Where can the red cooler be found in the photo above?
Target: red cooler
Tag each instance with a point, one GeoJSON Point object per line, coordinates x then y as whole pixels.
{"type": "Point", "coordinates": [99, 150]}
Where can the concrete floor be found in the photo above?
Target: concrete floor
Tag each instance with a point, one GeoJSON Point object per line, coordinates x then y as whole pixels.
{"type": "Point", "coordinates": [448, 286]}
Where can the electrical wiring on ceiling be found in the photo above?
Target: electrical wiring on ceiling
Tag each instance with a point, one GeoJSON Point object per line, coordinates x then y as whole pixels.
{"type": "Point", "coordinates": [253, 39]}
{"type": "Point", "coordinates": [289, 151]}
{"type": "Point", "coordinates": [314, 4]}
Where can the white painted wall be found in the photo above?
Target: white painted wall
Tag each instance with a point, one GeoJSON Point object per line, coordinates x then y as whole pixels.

────────

Aufgabe
Formatieren Sie die obigen Daten vollständig als Markdown-Tabelle mit den Spalten „Nummer“ und „Zeile“. Jede Zeile erhält eine fortlaufende Nummer, Leerzeilen entfallen.

Lösung
| Nummer | Zeile |
|---|---|
| 1 | Where can the red cooler be found in the photo above? |
| 2 | Target: red cooler |
| 3 | Tag each instance with a point, one GeoJSON Point object per line, coordinates x then y as whole pixels. |
| 4 | {"type": "Point", "coordinates": [99, 150]} |
| 5 | Where can the concrete floor be found in the photo above? |
| 6 | Target: concrete floor |
| 7 | Tag each instance with a point, one GeoJSON Point object per line, coordinates x then y as whole pixels. |
| 8 | {"type": "Point", "coordinates": [448, 286]} |
| 9 | Where can the electrical wiring on ceiling be found in the photo above? |
| 10 | Target: electrical wiring on ceiling |
| 11 | Tag each instance with a point, one GeoJSON Point object per line, coordinates x then y as whole pixels. |
| 12 | {"type": "Point", "coordinates": [253, 39]} |
| 13 | {"type": "Point", "coordinates": [289, 151]} |
| 14 | {"type": "Point", "coordinates": [314, 4]} |
| 15 | Where can the white painted wall be found in the photo above? |
| 16 | Target: white painted wall |
| 17 | Tag each instance with a point, one GeoJSON Point object per line, coordinates x then y as whole pixels. |